Copy out all lines bearing the word "instance" from the listing below.

━━━

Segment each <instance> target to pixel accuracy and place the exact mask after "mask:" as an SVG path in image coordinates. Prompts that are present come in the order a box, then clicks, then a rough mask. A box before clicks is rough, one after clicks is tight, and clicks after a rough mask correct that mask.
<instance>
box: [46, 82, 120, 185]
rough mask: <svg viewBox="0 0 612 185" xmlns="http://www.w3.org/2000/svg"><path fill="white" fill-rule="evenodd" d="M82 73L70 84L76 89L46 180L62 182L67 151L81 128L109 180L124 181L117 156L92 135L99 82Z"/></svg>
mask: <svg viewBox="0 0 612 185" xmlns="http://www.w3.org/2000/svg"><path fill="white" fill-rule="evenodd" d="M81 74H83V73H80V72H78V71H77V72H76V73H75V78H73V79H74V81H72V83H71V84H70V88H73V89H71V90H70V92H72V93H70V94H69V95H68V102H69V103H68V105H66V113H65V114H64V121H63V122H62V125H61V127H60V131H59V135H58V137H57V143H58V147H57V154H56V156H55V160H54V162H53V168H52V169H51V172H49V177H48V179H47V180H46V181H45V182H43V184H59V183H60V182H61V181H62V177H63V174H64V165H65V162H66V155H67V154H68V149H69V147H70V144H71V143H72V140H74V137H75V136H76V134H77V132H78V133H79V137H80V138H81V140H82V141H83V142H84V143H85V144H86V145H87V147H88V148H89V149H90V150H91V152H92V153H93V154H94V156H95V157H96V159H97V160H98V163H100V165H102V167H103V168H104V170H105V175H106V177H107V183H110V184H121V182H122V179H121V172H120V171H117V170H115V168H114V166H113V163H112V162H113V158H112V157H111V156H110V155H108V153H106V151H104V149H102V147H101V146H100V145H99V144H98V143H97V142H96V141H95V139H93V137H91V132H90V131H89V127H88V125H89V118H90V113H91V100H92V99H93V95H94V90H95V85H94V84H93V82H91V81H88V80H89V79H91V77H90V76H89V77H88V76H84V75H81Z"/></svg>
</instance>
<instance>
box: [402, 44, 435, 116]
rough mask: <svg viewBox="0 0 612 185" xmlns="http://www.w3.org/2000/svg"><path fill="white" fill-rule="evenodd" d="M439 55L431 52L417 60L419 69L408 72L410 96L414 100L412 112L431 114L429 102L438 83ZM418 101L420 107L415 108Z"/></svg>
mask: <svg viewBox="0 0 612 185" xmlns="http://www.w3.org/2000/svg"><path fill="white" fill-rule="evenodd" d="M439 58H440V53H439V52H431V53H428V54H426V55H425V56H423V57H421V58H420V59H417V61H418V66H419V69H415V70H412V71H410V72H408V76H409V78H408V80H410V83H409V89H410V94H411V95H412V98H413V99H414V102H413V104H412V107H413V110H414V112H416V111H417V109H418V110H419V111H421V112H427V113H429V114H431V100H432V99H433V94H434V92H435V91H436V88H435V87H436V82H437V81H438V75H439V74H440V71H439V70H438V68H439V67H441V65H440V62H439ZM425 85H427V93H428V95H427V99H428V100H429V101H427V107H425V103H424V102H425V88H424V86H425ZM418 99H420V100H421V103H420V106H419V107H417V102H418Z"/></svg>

━━━

▶ [Response box]:
Segment each <instance> target to pixel accuracy and place the exact mask after "mask:" as an SVG path in image coordinates. Prompts that are present come in the order a box, then clicks, then a rough mask. A box before clicks is rough, one after clicks is tight, and clicks after a rough mask correct that mask.
<instance>
</instance>
<instance>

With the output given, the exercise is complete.